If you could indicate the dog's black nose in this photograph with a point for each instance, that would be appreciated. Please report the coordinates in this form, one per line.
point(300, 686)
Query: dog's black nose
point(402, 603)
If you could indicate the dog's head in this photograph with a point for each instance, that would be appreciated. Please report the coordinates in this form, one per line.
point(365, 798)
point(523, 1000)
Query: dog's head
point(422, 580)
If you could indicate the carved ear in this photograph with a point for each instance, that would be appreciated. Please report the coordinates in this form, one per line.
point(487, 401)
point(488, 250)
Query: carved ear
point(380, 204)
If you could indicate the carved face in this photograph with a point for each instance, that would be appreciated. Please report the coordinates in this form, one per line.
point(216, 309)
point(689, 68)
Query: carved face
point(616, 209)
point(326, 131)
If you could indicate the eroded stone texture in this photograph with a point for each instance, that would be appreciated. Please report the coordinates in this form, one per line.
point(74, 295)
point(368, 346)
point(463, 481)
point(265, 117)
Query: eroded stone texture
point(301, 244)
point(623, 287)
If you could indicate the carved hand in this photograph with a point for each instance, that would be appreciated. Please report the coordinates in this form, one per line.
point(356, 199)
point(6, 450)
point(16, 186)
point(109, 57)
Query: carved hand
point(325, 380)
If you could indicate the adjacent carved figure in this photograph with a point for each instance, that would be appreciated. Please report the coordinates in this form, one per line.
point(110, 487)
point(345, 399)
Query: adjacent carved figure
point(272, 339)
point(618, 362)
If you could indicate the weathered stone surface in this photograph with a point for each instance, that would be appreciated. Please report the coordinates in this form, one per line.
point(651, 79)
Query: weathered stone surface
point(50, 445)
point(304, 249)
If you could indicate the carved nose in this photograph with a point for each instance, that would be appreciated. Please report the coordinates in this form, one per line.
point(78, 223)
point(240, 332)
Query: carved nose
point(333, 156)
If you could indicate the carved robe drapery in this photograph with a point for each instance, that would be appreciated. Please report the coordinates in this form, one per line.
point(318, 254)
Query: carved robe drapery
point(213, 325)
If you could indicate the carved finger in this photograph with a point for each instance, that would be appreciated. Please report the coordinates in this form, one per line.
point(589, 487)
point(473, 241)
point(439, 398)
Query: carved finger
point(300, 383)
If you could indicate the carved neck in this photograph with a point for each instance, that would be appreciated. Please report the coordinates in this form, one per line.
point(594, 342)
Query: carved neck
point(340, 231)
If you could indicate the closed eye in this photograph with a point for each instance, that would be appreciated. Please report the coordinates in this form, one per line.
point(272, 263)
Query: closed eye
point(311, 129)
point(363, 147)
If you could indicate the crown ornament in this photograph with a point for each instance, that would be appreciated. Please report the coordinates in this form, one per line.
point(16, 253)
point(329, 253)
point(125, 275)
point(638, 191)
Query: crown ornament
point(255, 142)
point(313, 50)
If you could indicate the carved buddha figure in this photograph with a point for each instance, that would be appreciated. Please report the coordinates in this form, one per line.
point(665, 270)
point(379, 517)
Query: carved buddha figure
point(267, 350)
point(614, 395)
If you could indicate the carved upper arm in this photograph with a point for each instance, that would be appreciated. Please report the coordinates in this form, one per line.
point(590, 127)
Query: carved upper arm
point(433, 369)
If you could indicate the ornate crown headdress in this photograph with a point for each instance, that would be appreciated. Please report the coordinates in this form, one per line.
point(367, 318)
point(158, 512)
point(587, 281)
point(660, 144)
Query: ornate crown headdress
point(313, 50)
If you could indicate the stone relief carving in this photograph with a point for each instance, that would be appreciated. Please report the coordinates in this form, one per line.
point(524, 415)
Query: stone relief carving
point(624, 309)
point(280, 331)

Directions for this task ->
The response should be an exact copy of every line above.

Completed task ->
If you could indicate the dog's black nose in this photograph with a point for each instance, that would be appreciated. Please report the coordinates in this form, one per line.
point(300, 686)
Query: dog's black nose
point(402, 603)
If you could indicate the dog's head in this photograph with a point for each instance, that would be appreciated. Please report the coordinates in this form, one per line.
point(365, 798)
point(523, 1000)
Query: dog's head
point(422, 580)
If you could indicate the carved ear in this photograph with a point for each instance, that would be appreciated. Please report the coordinates in this form, one per line.
point(487, 401)
point(488, 250)
Query: carved ear
point(380, 204)
If you could indicate the carved face in this photograph with a point for each instance, that would be appreciated. Please report the coordinates in this form, one per line.
point(216, 309)
point(689, 68)
Query: carved face
point(616, 209)
point(326, 131)
If you could indicate the eroded stone texture in this photograph with a point for each instance, that would be appreciated. Please report the coordinates in this form, one per line.
point(74, 295)
point(368, 346)
point(463, 481)
point(265, 117)
Query: eroded stone texture
point(301, 244)
point(623, 287)
If you could indicate the carved hand in this photograph with a point for each instance, that would be appreciated. Please report the coordinates in this form, one per line.
point(356, 199)
point(6, 450)
point(16, 186)
point(109, 57)
Query: carved hand
point(325, 380)
If you could indicate the adjacent carved figure in this photograph with a point for each instance, that would be appreciated. Please report the coordinates in this form, one per line.
point(110, 487)
point(345, 399)
Query: adjacent carved figure
point(272, 339)
point(618, 362)
If you could indicate the weathered stone surface in this photograph with a point for each instance, that would be appreciated. Please report the coordinates in this form, one per line.
point(651, 79)
Query: weathered stone surface
point(50, 445)
point(304, 249)
If you could indicate the carved nose in this photograph with a point for each instance, that would be appreciated. Please report the coordinates in this form, one per line.
point(78, 223)
point(240, 332)
Query: carved nose
point(333, 156)
If you could indicate the carved robe drapery in this photograph with a point for each instance, that would be appreciated. Please report the coordinates in this form, one per line.
point(318, 254)
Query: carved robe drapery
point(213, 325)
If you could indicate the carved finger in this photograph with a point for each instance, that would be appreciated. Please report the coordinates in this form, one per line.
point(589, 487)
point(473, 241)
point(439, 398)
Query: carved finger
point(300, 383)
If you could indicate the carved neck in this photograph with a point for each instance, that would be appreciated. Please report the coordinates in this form, one per line.
point(594, 342)
Query: carved neck
point(340, 231)
If you could indicate the closed eye in this photograph with a point for each instance, that would be appreciated. Please report the coordinates in this form, one per line.
point(272, 263)
Query: closed eye
point(311, 129)
point(363, 147)
If you could indicate the crown ornament in this photograph with a point for each instance, that would be appreciated. Please report the coordinates in this form, one per line.
point(16, 253)
point(329, 253)
point(125, 275)
point(638, 191)
Query: crown ornament
point(255, 142)
point(313, 50)
If you could indicate the carved buddha figure in this photograph with a point for each instance, that would be appreciated. Please report the coordinates in this form, one per line.
point(665, 270)
point(379, 517)
Query: carved buddha figure
point(267, 350)
point(614, 395)
If you could indicate the carved upper arm in this photograph with a point for each instance, that would be appreciated. Please report the coordinates in this form, one per line.
point(590, 127)
Query: carved upper arm
point(433, 369)
If you could indicate the ornate crown headdress in this photograph with a point for each instance, that would be appreciated. Please report the coordinates in this form, one per line.
point(367, 318)
point(158, 512)
point(587, 281)
point(660, 144)
Query: ornate crown headdress
point(313, 50)
If you could indicate the stone relief carving in this photograph with a point for each instance, that would be appreciated. Please report the coordinates in this form, one per line.
point(524, 415)
Query: stone relief carving
point(624, 309)
point(280, 331)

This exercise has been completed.